→ **Boundary annotation records**:
------

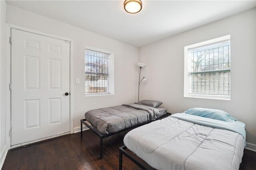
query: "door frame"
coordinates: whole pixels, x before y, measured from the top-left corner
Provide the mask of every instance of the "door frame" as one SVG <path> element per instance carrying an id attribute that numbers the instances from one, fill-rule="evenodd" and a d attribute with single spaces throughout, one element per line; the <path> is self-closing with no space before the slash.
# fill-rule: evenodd
<path id="1" fill-rule="evenodd" d="M 38 142 L 41 140 L 43 140 L 50 138 L 54 138 L 58 136 L 61 136 L 67 134 L 74 133 L 74 95 L 73 95 L 73 89 L 74 89 L 74 78 L 73 78 L 73 53 L 74 53 L 74 40 L 73 40 L 65 38 L 64 37 L 61 37 L 50 34 L 46 33 L 44 32 L 37 31 L 34 30 L 23 27 L 20 26 L 17 26 L 11 24 L 6 23 L 7 30 L 7 73 L 6 77 L 7 81 L 6 84 L 6 90 L 7 91 L 6 95 L 7 101 L 7 114 L 6 114 L 6 136 L 7 139 L 6 143 L 7 144 L 8 149 L 16 148 L 16 147 L 20 146 L 27 144 L 30 143 Z M 20 31 L 23 31 L 35 34 L 41 36 L 45 36 L 52 38 L 56 38 L 64 41 L 68 41 L 70 42 L 70 132 L 64 133 L 61 134 L 56 135 L 54 136 L 45 138 L 44 138 L 38 139 L 37 140 L 33 140 L 31 142 L 28 142 L 22 144 L 19 144 L 11 146 L 11 136 L 9 134 L 9 132 L 11 131 L 11 91 L 10 90 L 9 85 L 11 82 L 11 43 L 10 43 L 9 38 L 11 37 L 11 29 L 15 29 Z"/>

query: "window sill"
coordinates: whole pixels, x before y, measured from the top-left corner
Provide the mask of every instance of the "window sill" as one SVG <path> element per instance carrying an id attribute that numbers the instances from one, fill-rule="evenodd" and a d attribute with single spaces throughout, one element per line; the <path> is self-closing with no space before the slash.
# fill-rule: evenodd
<path id="1" fill-rule="evenodd" d="M 230 98 L 222 98 L 218 97 L 211 96 L 184 96 L 184 97 L 190 97 L 193 98 L 206 99 L 210 99 L 222 100 L 230 100 Z"/>
<path id="2" fill-rule="evenodd" d="M 94 96 L 110 96 L 112 95 L 114 95 L 114 94 L 105 94 L 102 95 L 85 95 L 86 97 L 92 97 Z"/>

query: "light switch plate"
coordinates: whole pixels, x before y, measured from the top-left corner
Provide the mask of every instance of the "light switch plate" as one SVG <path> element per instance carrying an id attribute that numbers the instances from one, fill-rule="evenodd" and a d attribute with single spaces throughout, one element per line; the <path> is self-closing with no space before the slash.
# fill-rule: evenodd
<path id="1" fill-rule="evenodd" d="M 76 84 L 78 85 L 80 84 L 80 79 L 78 78 L 76 79 Z"/>

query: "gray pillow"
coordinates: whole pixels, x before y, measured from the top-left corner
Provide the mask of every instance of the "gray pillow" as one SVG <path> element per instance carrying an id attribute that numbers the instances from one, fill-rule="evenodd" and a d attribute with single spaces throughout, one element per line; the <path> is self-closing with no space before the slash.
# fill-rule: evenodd
<path id="1" fill-rule="evenodd" d="M 157 107 L 163 104 L 163 102 L 155 100 L 143 100 L 138 102 L 135 103 L 150 106 L 152 107 Z"/>

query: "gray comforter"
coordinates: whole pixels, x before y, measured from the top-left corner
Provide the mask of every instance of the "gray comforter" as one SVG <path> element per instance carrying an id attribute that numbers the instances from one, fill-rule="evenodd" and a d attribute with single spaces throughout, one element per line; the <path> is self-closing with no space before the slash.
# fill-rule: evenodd
<path id="1" fill-rule="evenodd" d="M 136 103 L 92 110 L 85 119 L 103 134 L 119 130 L 159 117 L 157 109 Z"/>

------

→ **Required task**: Skip every picture and transcribe the data above exactly.

→ **Answer**:
query: "door frame"
coordinates: whole pixels, x before y, measured from the top-left corner
Provide the mask of every instance of the "door frame" as one SVG <path> element per instance carrying an id attribute that numbers the instances from one, fill-rule="evenodd" and a d attribute with single spaces throughout, one element per line; the <path> is self-closing with no space before the slash.
# fill-rule: evenodd
<path id="1" fill-rule="evenodd" d="M 38 142 L 41 140 L 43 140 L 50 138 L 54 138 L 58 136 L 61 136 L 67 134 L 74 133 L 74 95 L 73 95 L 73 89 L 74 89 L 74 78 L 73 78 L 73 53 L 74 53 L 74 40 L 73 40 L 65 38 L 64 37 L 61 37 L 50 34 L 46 33 L 44 32 L 37 31 L 34 30 L 23 27 L 20 26 L 17 26 L 11 24 L 6 23 L 7 30 L 7 73 L 6 77 L 7 81 L 6 84 L 6 90 L 7 91 L 6 95 L 7 101 L 7 114 L 6 114 L 6 136 L 7 139 L 6 143 L 7 144 L 8 149 L 16 148 L 16 147 L 20 146 L 27 144 L 30 143 Z M 20 31 L 23 31 L 35 34 L 41 36 L 45 36 L 52 38 L 56 38 L 64 41 L 68 41 L 70 42 L 70 132 L 64 133 L 61 134 L 56 135 L 54 136 L 45 138 L 44 138 L 38 139 L 37 140 L 33 140 L 31 142 L 28 142 L 22 144 L 19 144 L 11 146 L 11 136 L 9 134 L 9 132 L 11 131 L 11 91 L 10 90 L 9 85 L 11 82 L 11 43 L 10 43 L 9 38 L 11 37 L 11 29 L 15 29 Z"/>

query: "window sill"
coordinates: whole pixels, x before y, measured from the top-left corner
Provide the mask of every instance of the "window sill" as one SVG <path> element per instance carrying an id attribute that numbers the instances from one, fill-rule="evenodd" and a d attribute with single spaces throughout, one element per line; the <path> is self-closing with no space before the slash.
# fill-rule: evenodd
<path id="1" fill-rule="evenodd" d="M 230 98 L 222 98 L 218 97 L 211 96 L 184 96 L 184 97 L 190 97 L 193 98 L 206 99 L 210 99 L 222 100 L 230 100 Z"/>
<path id="2" fill-rule="evenodd" d="M 94 96 L 110 96 L 112 95 L 114 95 L 114 94 L 105 94 L 102 95 L 85 95 L 86 97 L 92 97 Z"/>

query: "light switch plate"
coordinates: whole pixels, x before y, measured from the top-left corner
Provide the mask of every instance of the "light switch plate" as one SVG <path> element per instance carrying an id attribute that numbers the instances from one, fill-rule="evenodd" and a d attribute with single spaces throughout, one element per line; the <path> is self-closing with no space before the slash.
# fill-rule: evenodd
<path id="1" fill-rule="evenodd" d="M 76 84 L 78 85 L 80 84 L 80 79 L 78 78 L 76 79 Z"/>

query: "gray pillow"
coordinates: whole pixels, x before y, measured from the top-left corner
Provide the mask of every instance of the "gray pillow" as one SVG <path> element per instance carrying an id attribute that numbers the instances from one, fill-rule="evenodd" and a d attribute with single spaces throughout, one element per line; the <path> is self-closing with no space before the slash.
# fill-rule: evenodd
<path id="1" fill-rule="evenodd" d="M 157 107 L 163 104 L 163 102 L 155 100 L 143 100 L 138 102 L 135 103 L 150 106 L 152 107 Z"/>

query: "gray comforter"
coordinates: whole pixels, x before y, measured from the top-left corner
Provide the mask of every instance of the "gray comforter" as one SVG <path> element per instance carrying an id attribute that numbers the instances from one, fill-rule="evenodd" and a d attribute with single spaces throughout, one element per line; the <path> is self-closing with no space before the slash.
# fill-rule: evenodd
<path id="1" fill-rule="evenodd" d="M 136 103 L 92 110 L 85 119 L 103 134 L 119 130 L 159 117 L 157 109 Z"/>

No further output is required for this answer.